> [What you will do] Recast everything below, from the line containing "# for each instance of the reflection" down to the end of the rows, as a JSON list of strings with one string per line, omitting blank lines.

> [Data for the task]
____________________

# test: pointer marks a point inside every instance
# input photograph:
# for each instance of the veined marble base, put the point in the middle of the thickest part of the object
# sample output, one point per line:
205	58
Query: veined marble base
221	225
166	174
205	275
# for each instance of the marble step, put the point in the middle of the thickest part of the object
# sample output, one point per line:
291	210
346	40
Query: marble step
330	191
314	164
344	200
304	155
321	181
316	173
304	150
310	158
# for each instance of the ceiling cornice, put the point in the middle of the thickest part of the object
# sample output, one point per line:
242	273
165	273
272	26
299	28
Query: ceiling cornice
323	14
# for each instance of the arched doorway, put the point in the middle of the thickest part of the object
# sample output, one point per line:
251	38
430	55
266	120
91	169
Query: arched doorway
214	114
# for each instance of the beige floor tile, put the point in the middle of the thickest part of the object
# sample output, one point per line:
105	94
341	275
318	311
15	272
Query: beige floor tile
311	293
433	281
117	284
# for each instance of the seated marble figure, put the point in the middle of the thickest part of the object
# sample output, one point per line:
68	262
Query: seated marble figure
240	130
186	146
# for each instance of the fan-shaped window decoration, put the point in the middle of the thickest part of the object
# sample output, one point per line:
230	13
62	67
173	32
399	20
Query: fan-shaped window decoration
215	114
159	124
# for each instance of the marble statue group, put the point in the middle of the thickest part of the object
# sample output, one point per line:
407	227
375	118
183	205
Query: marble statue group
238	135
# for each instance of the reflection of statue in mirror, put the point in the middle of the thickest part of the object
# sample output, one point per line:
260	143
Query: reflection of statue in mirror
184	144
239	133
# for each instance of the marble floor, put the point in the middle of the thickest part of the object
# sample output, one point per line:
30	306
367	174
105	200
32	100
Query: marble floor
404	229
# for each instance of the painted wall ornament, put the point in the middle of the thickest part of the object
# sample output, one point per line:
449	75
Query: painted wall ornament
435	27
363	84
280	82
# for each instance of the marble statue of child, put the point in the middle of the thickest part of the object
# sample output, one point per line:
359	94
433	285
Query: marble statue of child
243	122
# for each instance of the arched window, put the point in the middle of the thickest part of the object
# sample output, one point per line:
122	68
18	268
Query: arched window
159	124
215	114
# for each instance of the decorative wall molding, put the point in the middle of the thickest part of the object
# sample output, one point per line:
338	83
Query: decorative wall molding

____________________

> [Exercise output]
[
  "# for each instance of the reflection of statue in mirror, put the point in the middle of the thickest part of the object",
  "# sample output, one point per line:",
  "260\t143",
  "Query: reflection of statue in mirror",
  "184\t144",
  "239\t133",
  "# for each instance of the marble floor, put the point in the middle of the thickest part of the object",
  "# sample output, one point per line:",
  "30\t306",
  "367\t174",
  "105\t200",
  "32\t100",
  "Query: marble floor",
  "404\t229",
  "# for each instance of the painted wall ornament, put the point in the middle of the thickest part of the object",
  "# sample output, one point per line:",
  "449\t75",
  "Query: painted wall ornament",
  "435\t27",
  "363\t84",
  "280\t82",
  "# for each instance of the marble statue of child, put the point in the middle of the thickest part of the object",
  "# sample output, one point per line:",
  "359\t94",
  "433\t285",
  "Query: marble statue of child",
  "243\t122",
  "# for each instance of the arched window, put the point in the middle of the thickest part of the object",
  "# sample output, one point per line:",
  "122\t68",
  "18\t268",
  "Query: arched window",
  "159\t124",
  "215\t114",
  "# for each instance of the decorative wall molding, put the point in the middle of the thickest part of the object",
  "# sample output, one point per line:",
  "338\t83",
  "Query: decorative wall molding"
]